* Task to carry out *
Omit all images. Transcribe the rest of the material below exactly.

Entries from a point annotation set:
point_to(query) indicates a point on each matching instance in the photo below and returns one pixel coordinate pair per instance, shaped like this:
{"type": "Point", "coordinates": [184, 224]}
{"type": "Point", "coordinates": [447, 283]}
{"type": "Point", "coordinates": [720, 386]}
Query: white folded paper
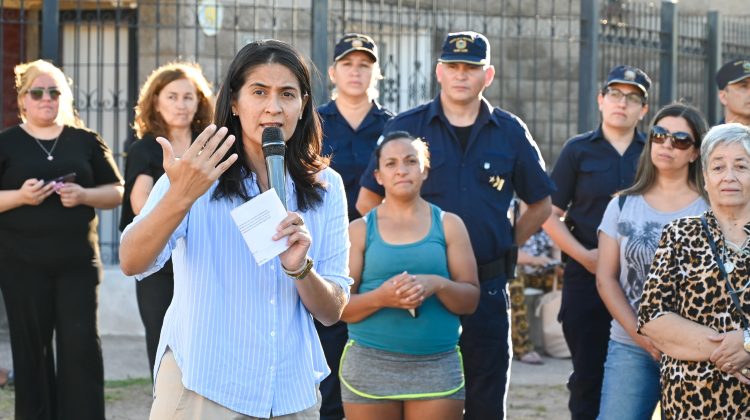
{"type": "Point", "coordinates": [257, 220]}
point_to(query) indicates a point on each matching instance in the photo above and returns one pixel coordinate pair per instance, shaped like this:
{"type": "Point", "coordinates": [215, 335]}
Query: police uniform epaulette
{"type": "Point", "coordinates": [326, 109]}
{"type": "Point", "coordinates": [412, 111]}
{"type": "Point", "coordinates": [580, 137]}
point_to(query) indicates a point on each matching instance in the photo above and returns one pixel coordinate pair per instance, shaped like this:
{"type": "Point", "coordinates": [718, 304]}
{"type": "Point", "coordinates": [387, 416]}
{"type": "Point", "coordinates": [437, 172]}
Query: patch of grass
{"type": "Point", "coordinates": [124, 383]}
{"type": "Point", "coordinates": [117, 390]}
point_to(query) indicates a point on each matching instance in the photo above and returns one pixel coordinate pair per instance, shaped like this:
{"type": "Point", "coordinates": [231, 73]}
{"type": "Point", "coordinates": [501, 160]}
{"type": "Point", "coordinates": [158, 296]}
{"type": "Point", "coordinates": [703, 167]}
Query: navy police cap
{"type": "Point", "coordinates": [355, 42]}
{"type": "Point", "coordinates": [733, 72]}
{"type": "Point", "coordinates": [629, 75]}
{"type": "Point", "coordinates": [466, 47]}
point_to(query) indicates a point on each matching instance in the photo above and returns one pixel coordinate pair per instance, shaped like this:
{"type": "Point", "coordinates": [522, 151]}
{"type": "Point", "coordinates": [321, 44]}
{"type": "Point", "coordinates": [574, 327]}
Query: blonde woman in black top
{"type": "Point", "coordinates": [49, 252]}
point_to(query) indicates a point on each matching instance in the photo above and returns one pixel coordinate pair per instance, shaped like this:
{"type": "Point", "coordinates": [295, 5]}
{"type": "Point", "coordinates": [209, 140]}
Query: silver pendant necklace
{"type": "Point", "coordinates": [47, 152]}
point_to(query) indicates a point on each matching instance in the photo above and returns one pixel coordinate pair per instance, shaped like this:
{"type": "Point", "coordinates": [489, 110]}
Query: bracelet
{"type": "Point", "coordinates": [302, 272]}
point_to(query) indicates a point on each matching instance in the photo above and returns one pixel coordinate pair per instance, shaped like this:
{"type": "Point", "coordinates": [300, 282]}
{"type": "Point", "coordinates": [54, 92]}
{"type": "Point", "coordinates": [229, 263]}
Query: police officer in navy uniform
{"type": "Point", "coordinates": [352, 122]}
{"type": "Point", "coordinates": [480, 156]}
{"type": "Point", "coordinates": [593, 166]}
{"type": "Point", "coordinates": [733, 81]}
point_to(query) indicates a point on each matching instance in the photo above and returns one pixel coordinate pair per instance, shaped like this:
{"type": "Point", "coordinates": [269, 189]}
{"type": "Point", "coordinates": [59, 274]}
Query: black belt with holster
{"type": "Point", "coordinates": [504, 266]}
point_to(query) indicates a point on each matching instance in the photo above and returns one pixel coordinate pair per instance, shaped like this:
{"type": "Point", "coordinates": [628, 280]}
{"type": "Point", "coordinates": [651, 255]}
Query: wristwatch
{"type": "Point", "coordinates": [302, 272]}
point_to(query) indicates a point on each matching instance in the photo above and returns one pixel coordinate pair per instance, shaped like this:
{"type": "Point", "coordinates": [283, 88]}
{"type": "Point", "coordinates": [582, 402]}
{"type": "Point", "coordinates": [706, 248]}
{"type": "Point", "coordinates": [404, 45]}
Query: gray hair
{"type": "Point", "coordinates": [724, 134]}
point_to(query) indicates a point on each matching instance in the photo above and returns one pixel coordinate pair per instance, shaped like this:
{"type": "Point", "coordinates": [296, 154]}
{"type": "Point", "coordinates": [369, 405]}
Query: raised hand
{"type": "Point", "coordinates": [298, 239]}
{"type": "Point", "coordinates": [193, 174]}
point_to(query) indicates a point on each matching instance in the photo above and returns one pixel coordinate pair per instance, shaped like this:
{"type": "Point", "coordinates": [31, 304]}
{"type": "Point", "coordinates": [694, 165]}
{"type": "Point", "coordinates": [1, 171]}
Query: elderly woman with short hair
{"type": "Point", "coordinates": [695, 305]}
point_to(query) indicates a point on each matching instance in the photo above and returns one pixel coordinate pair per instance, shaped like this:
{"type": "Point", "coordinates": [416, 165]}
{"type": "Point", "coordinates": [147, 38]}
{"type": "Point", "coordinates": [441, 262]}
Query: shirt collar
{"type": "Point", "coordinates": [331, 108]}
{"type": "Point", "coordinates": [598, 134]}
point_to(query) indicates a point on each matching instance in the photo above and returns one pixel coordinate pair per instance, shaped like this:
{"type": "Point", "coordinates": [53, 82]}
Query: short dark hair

* Exercise answer *
point_to(query) indicates a point on each matching instance in the photo below and returns one pixel coordinate pair per instance, shaped like this:
{"type": "Point", "coordinates": [184, 224]}
{"type": "Point", "coordinates": [447, 283]}
{"type": "Point", "coordinates": [720, 386]}
Query: white folded paper
{"type": "Point", "coordinates": [257, 220]}
point_to(query) indicates a point on each matching instance in the photo above and returns one pixel coordinate pair per instance, shaped like this:
{"type": "Point", "coordinates": [215, 335]}
Query: police uniform epaulette
{"type": "Point", "coordinates": [326, 109]}
{"type": "Point", "coordinates": [412, 111]}
{"type": "Point", "coordinates": [580, 137]}
point_to(query) indicates a point on each matching instance in the photo above and returns one pixel coordinate pair per instance, shaped like this:
{"type": "Point", "coordinates": [718, 304]}
{"type": "Point", "coordinates": [387, 416]}
{"type": "Point", "coordinates": [437, 172]}
Query: patch of grass
{"type": "Point", "coordinates": [124, 383]}
{"type": "Point", "coordinates": [117, 390]}
point_to(query) indicates a point on each matching instance in the photo above and returns one pixel coordinate pair per instance, shaped like this:
{"type": "Point", "coordinates": [231, 73]}
{"type": "Point", "coordinates": [501, 160]}
{"type": "Point", "coordinates": [158, 296]}
{"type": "Point", "coordinates": [703, 167]}
Query: navy police cap
{"type": "Point", "coordinates": [355, 42]}
{"type": "Point", "coordinates": [733, 72]}
{"type": "Point", "coordinates": [629, 75]}
{"type": "Point", "coordinates": [466, 47]}
point_to(query) indicates a point on each matching instance in the photo above and returns one pixel coordinate pair per instance, shaped like this:
{"type": "Point", "coordinates": [522, 151]}
{"type": "Point", "coordinates": [321, 44]}
{"type": "Point", "coordinates": [574, 327]}
Query: blonde woman in black top
{"type": "Point", "coordinates": [49, 252]}
point_to(query) indicates a point on each matching instance in the photo above and returns one pixel coordinate pair per instance, shaped like this:
{"type": "Point", "coordinates": [295, 5]}
{"type": "Point", "coordinates": [209, 140]}
Query: silver pendant necklace
{"type": "Point", "coordinates": [47, 152]}
point_to(query) indicates a point on each matching instance in the photo above and returns one pixel coordinate pair per instance, shaped like this:
{"type": "Point", "coordinates": [489, 110]}
Query: bracelet
{"type": "Point", "coordinates": [302, 272]}
point_to(query) indicates a point on each matching instance in the photo above and returns one pixel coordinate pair per instance, shaped like this:
{"type": "Point", "coordinates": [300, 282]}
{"type": "Point", "coordinates": [54, 92]}
{"type": "Point", "coordinates": [229, 263]}
Query: police officer in navy uniform
{"type": "Point", "coordinates": [352, 122]}
{"type": "Point", "coordinates": [480, 156]}
{"type": "Point", "coordinates": [593, 166]}
{"type": "Point", "coordinates": [733, 81]}
point_to(query) indicates a point on each matching instance in the photo above and returns one pixel coordinate pair per instance, shaped like this:
{"type": "Point", "coordinates": [269, 189]}
{"type": "Point", "coordinates": [59, 274]}
Query: black belt with holster
{"type": "Point", "coordinates": [504, 266]}
point_to(query) indicates a point on each matching instance in the photo above and returns one pixel coordinate pair per instance, shaped like this:
{"type": "Point", "coordinates": [628, 280]}
{"type": "Point", "coordinates": [651, 255]}
Query: wristwatch
{"type": "Point", "coordinates": [302, 272]}
point_to(query) indicates a point on each matching instance in the photo above and returns one pixel coordinate pair per instance, shaped like this:
{"type": "Point", "coordinates": [283, 88]}
{"type": "Point", "coordinates": [582, 402]}
{"type": "Point", "coordinates": [706, 248]}
{"type": "Point", "coordinates": [404, 45]}
Query: gray hair
{"type": "Point", "coordinates": [724, 134]}
point_to(query) indicates a point on each matching instance in the photo above and returns one pixel coordinate pair per instance, shaped like this:
{"type": "Point", "coordinates": [296, 154]}
{"type": "Point", "coordinates": [369, 405]}
Query: raised hand
{"type": "Point", "coordinates": [298, 239]}
{"type": "Point", "coordinates": [193, 174]}
point_to(query) indicates a point on each matching instance in the photo above and returns one pixel coordinate pair per instance, shaped like this:
{"type": "Point", "coordinates": [31, 304]}
{"type": "Point", "coordinates": [694, 165]}
{"type": "Point", "coordinates": [1, 171]}
Query: elderly woman with short hair
{"type": "Point", "coordinates": [695, 305]}
point_to(query) indicates a point on each matching instance in the photo above and returns one pixel coordinate pair per instance, shaped like this:
{"type": "Point", "coordinates": [416, 165]}
{"type": "Point", "coordinates": [147, 38]}
{"type": "Point", "coordinates": [441, 262]}
Query: shirt collar
{"type": "Point", "coordinates": [331, 108]}
{"type": "Point", "coordinates": [598, 134]}
point_to(query) indicates a point on each matching instance in the photo above and returns one pixel coordinate pair per instance, shaped like this:
{"type": "Point", "coordinates": [53, 82]}
Query: short dark hair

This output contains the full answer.